- Given instruction
Copy the listing below word for word, beginning at its first line and stopping after the line that contains "POLYGON ((616 367, 636". Include that line and nothing past it.

- Provided material

───

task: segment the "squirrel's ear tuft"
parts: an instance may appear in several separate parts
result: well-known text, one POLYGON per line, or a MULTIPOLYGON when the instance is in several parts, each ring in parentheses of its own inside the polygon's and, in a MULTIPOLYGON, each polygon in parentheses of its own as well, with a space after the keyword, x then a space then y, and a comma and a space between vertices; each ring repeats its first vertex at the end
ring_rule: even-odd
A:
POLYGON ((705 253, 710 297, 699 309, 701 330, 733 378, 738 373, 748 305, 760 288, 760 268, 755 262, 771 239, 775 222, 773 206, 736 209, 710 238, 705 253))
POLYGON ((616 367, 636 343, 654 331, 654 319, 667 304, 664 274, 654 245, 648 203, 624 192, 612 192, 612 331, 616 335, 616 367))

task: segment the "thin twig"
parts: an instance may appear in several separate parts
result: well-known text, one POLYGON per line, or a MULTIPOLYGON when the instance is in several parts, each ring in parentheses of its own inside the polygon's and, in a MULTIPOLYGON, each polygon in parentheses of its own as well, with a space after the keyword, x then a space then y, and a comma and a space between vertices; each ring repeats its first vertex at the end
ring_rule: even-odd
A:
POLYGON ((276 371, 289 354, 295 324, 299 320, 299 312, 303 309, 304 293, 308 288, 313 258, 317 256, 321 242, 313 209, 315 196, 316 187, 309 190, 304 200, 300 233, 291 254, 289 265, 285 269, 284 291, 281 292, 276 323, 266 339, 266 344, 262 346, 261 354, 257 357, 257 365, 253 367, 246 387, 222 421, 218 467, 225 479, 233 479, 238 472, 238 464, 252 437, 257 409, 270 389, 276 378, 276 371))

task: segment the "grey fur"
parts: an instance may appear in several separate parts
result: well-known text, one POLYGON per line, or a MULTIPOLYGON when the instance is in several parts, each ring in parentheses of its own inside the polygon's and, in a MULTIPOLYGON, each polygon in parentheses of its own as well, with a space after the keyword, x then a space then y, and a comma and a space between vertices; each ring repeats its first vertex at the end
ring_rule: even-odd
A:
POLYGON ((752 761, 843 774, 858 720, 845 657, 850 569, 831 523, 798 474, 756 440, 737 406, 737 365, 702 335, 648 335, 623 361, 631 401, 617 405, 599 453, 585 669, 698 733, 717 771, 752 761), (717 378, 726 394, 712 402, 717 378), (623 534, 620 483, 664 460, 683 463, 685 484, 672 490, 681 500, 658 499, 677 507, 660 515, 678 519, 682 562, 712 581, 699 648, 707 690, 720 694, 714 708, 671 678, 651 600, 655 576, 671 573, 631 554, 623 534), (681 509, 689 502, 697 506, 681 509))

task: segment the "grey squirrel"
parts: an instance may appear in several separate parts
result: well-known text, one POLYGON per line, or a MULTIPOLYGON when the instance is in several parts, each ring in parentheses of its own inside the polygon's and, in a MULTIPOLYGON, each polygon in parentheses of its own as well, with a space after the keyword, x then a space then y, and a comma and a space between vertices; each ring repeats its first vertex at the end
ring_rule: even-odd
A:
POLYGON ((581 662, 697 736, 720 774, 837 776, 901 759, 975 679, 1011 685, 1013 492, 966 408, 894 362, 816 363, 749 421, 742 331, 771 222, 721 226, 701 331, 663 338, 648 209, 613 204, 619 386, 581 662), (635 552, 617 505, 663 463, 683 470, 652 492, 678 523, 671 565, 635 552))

───

- Solution for this exercise
task: segment the "squirrel's ear tuft"
parts: an instance may appear in several separate parts
result: well-known text, one POLYGON per line, or a MULTIPOLYGON when the instance is in several parts, each ring in parentheses of its own inside the polygon's and, in a MULTIPOLYGON, each polygon in parentheses of its own as well, with a space after the keyword, x then a space then y, and a comma and a space between vertices; each ring repeats its first vertex at the end
ring_rule: even-odd
A:
POLYGON ((705 253, 710 297, 699 309, 701 330, 733 378, 738 373, 748 305, 760 288, 760 268, 755 262, 771 239, 775 222, 773 206, 736 209, 710 238, 705 253))
POLYGON ((616 367, 636 343, 654 331, 654 319, 667 304, 664 274, 654 245, 648 203, 624 192, 612 192, 612 331, 616 335, 616 367))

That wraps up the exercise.